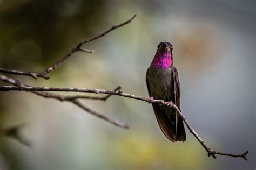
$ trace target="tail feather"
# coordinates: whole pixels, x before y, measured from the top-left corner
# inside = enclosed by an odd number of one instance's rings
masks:
[[[164,135],[173,142],[185,141],[186,133],[182,119],[179,117],[177,125],[176,123],[172,124],[165,112],[161,110],[162,109],[159,104],[152,104],[152,105],[157,122]]]

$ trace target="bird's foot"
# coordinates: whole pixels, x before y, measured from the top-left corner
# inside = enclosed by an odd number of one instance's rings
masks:
[[[171,101],[171,102],[168,103],[168,104],[167,104],[167,106],[171,108],[173,104],[173,103],[172,103],[172,101]]]
[[[150,97],[150,98],[149,98],[149,103],[152,103],[153,100],[154,98],[153,98],[153,97]]]

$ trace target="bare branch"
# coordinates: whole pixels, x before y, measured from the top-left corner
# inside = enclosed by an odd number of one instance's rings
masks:
[[[0,76],[1,79],[1,76]],[[144,97],[138,96],[136,96],[132,94],[129,94],[125,93],[123,93],[120,90],[108,90],[104,89],[87,89],[87,88],[55,88],[55,87],[15,87],[15,86],[0,86],[0,91],[6,91],[9,90],[19,90],[19,91],[69,91],[69,92],[84,92],[84,93],[91,93],[95,94],[107,94],[114,95],[118,95],[125,97],[131,98],[133,99],[139,100],[143,101],[144,102],[151,103],[157,103],[165,105],[168,105],[169,102],[165,102],[164,100],[153,100],[151,102],[149,101],[149,98],[147,97]],[[201,145],[208,152],[208,156],[211,156],[214,159],[216,159],[215,154],[220,154],[233,157],[240,157],[244,158],[247,160],[246,155],[249,153],[248,151],[246,151],[241,154],[234,154],[232,153],[224,153],[221,152],[217,152],[212,150],[211,148],[206,146],[204,140],[197,134],[196,131],[192,129],[191,126],[189,124],[184,115],[179,110],[178,107],[174,104],[171,106],[173,107],[179,116],[181,117],[182,119],[184,122],[185,124],[189,129],[190,132],[194,135],[194,136],[197,139]]]
[[[42,75],[38,75],[38,73],[37,73],[27,72],[14,69],[8,69],[3,68],[0,68],[0,72],[12,74],[28,75],[35,79],[36,80],[37,80],[37,77],[42,77],[46,80],[50,79],[48,76],[45,76]]]
[[[49,79],[49,77],[46,76],[46,74],[49,73],[50,72],[52,72],[52,70],[55,70],[57,68],[58,68],[59,66],[62,65],[69,58],[70,58],[73,53],[77,51],[82,51],[84,52],[88,52],[88,53],[93,53],[94,52],[94,50],[90,50],[87,49],[84,49],[82,48],[82,46],[86,43],[89,42],[90,41],[93,41],[100,37],[104,36],[106,34],[108,33],[109,32],[116,30],[119,27],[122,27],[125,25],[129,24],[131,23],[134,18],[136,17],[136,15],[134,15],[132,16],[132,18],[128,19],[127,21],[121,23],[117,25],[114,25],[112,26],[109,30],[103,32],[101,34],[96,36],[95,37],[88,39],[82,42],[80,42],[77,44],[77,45],[73,48],[72,48],[70,52],[69,52],[66,54],[65,54],[62,58],[59,59],[58,61],[56,62],[51,66],[49,67],[46,69],[45,69],[44,71],[41,73],[32,73],[32,72],[24,72],[21,70],[11,70],[11,69],[6,69],[5,68],[0,68],[0,72],[5,73],[8,74],[18,74],[18,75],[27,75],[30,76],[33,79],[37,80],[37,77],[43,77],[45,79]]]
[[[31,144],[27,139],[21,134],[21,129],[24,126],[24,124],[8,127],[4,129],[0,129],[0,136],[5,136],[14,138],[15,140],[26,145],[30,147]]]
[[[113,90],[116,91],[120,90],[122,88],[121,86],[118,86]],[[103,101],[106,101],[111,96],[111,94],[108,94],[105,97],[97,97],[97,96],[84,96],[84,95],[65,95],[64,97],[63,98],[63,100],[72,100],[75,98],[84,98],[84,99],[91,99],[91,100],[102,100]]]
[[[28,88],[30,87],[30,86],[28,86],[28,85],[22,84],[21,82],[19,82],[18,80],[12,79],[12,78],[10,78],[8,77],[5,75],[0,75],[0,80],[5,81],[6,82],[11,83],[13,85],[15,86],[18,86],[17,87],[22,87],[24,88]],[[15,87],[15,86],[13,86]],[[54,93],[48,93],[48,92],[45,92],[45,91],[31,91],[37,95],[45,97],[45,98],[55,98],[57,99],[59,101],[66,101],[66,102],[71,102],[73,104],[75,104],[75,105],[78,106],[79,107],[81,108],[84,110],[87,111],[89,113],[90,113],[92,115],[93,115],[98,117],[99,117],[100,118],[102,118],[107,122],[109,122],[111,123],[112,124],[114,124],[114,125],[116,125],[118,127],[123,128],[124,129],[128,129],[129,128],[129,125],[126,123],[124,123],[123,122],[121,122],[119,121],[115,120],[113,118],[111,118],[110,117],[108,117],[104,115],[102,115],[96,111],[93,110],[92,109],[87,107],[84,104],[82,104],[81,103],[80,103],[77,98],[69,98],[69,97],[66,97],[66,96],[65,95],[59,95],[59,94],[56,94]],[[108,95],[109,96],[109,95]]]

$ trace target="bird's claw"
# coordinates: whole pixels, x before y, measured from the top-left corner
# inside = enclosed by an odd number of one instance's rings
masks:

▶ _TASK_
Transcribe the records verbatim and omit the images.

▶ _SOLUTION TO THIS EXERCISE_
$ trace target="tail feather"
# coordinates: whole pixels, x before y, measured from the top-left corner
# inside = enclosed by an odd number of one instance's rings
masks:
[[[164,135],[173,142],[185,141],[186,133],[182,119],[179,117],[177,125],[176,123],[172,124],[165,112],[161,110],[162,109],[159,104],[152,104],[152,105],[157,122]]]

$ trace target="bird's foot"
# coordinates: whole pixels, x before y, measured from the top-left corner
# inside = enclosed by an odd number of one instance's rings
masks:
[[[171,101],[171,102],[168,103],[168,104],[167,104],[167,106],[171,108],[173,104],[173,103],[172,103],[172,101]]]
[[[150,97],[150,98],[149,98],[149,103],[152,103],[153,100],[154,98],[153,98],[153,97]]]

$ trace target="bare branch"
# coordinates: whole pixels, x before y, measured from the top-left corner
# inside = enclosed by an odd number of one instance's rings
masks:
[[[0,76],[1,79],[1,76]],[[144,97],[138,96],[136,96],[132,94],[129,94],[125,93],[123,93],[120,90],[108,90],[104,89],[87,89],[87,88],[55,88],[55,87],[15,87],[15,86],[0,86],[0,91],[6,91],[9,90],[19,90],[19,91],[69,91],[69,92],[84,92],[84,93],[91,93],[95,94],[107,94],[114,95],[118,95],[125,97],[131,98],[133,99],[139,100],[143,101],[144,102],[151,103],[157,103],[165,105],[168,105],[169,102],[165,102],[164,100],[153,100],[151,102],[149,101],[149,98],[147,97]],[[201,145],[208,152],[208,156],[211,156],[214,159],[216,159],[215,154],[220,154],[233,157],[240,157],[244,158],[247,160],[246,155],[249,153],[248,151],[246,151],[241,154],[234,154],[232,153],[224,153],[221,152],[217,152],[212,150],[211,148],[206,146],[204,140],[197,134],[196,131],[192,129],[191,126],[189,124],[184,115],[179,110],[178,107],[174,104],[171,106],[173,107],[179,116],[181,117],[182,119],[184,122],[185,124],[189,129],[190,132],[194,135],[194,136],[197,139]]]
[[[42,75],[38,75],[38,73],[37,73],[27,72],[14,69],[8,69],[3,68],[0,68],[0,72],[12,74],[28,75],[35,79],[36,80],[37,80],[37,77],[42,77],[46,80],[50,79],[48,76],[45,76]]]
[[[49,79],[49,77],[46,76],[46,74],[49,73],[50,72],[52,72],[52,70],[55,70],[57,68],[58,68],[59,66],[62,65],[69,58],[70,58],[73,53],[77,51],[82,51],[84,52],[88,52],[88,53],[93,53],[94,52],[94,50],[90,50],[87,49],[84,49],[82,48],[82,46],[86,43],[89,42],[90,41],[93,41],[100,37],[104,36],[106,34],[108,33],[109,32],[116,30],[119,27],[122,27],[125,25],[129,24],[131,23],[134,18],[136,17],[136,15],[134,15],[132,16],[132,18],[128,19],[127,21],[121,23],[117,25],[114,25],[112,26],[109,30],[103,32],[101,34],[96,36],[95,37],[88,39],[82,42],[80,42],[77,44],[77,45],[73,48],[72,48],[70,52],[69,52],[66,54],[65,54],[62,58],[59,59],[58,61],[56,62],[51,66],[49,67],[46,69],[45,69],[44,71],[41,73],[32,73],[32,72],[24,72],[21,70],[11,70],[11,69],[6,69],[5,68],[0,68],[0,72],[5,73],[8,74],[18,74],[18,75],[27,75],[30,76],[33,79],[37,80],[37,77],[43,77],[45,79]]]
[[[31,144],[27,139],[21,134],[21,129],[24,126],[24,124],[8,127],[4,129],[0,129],[0,136],[5,136],[14,138],[15,140],[26,145],[30,147]]]
[[[113,90],[116,91],[120,90],[122,88],[121,86],[118,86]],[[103,101],[106,101],[111,96],[111,94],[108,94],[105,97],[97,97],[97,96],[84,96],[84,95],[65,95],[64,97],[63,98],[63,100],[72,100],[75,98],[84,98],[84,99],[91,99],[91,100],[102,100]]]
[[[28,88],[30,87],[30,86],[28,86],[28,85],[22,84],[21,82],[19,82],[18,80],[12,79],[12,78],[10,78],[8,77],[5,75],[0,75],[0,80],[5,81],[6,82],[11,83],[13,85],[15,86],[18,86],[17,87],[22,87],[24,88]],[[15,87],[15,86],[13,86]],[[54,93],[48,93],[48,92],[45,92],[45,91],[31,91],[37,95],[45,97],[45,98],[55,98],[57,99],[59,101],[66,101],[66,102],[71,102],[73,104],[75,104],[75,105],[78,106],[79,107],[81,108],[84,110],[87,111],[89,113],[90,113],[92,115],[93,115],[98,117],[99,117],[100,118],[102,118],[107,122],[109,122],[111,123],[112,124],[114,124],[114,125],[116,125],[118,127],[123,128],[124,129],[128,129],[129,128],[129,125],[126,123],[124,123],[123,122],[121,122],[119,121],[115,120],[113,118],[111,118],[110,117],[108,117],[104,115],[102,115],[96,111],[93,110],[92,109],[87,107],[84,104],[82,104],[81,103],[80,103],[77,98],[69,98],[69,97],[66,97],[66,96],[65,95],[59,95],[59,94],[56,94]],[[108,95],[109,96],[109,95]]]

$ trace target="bird's claw"
# coordinates: whole pixels, x before y, measured from the top-left corner
# inside = enclosed by an odd number of one instance's rings
masks:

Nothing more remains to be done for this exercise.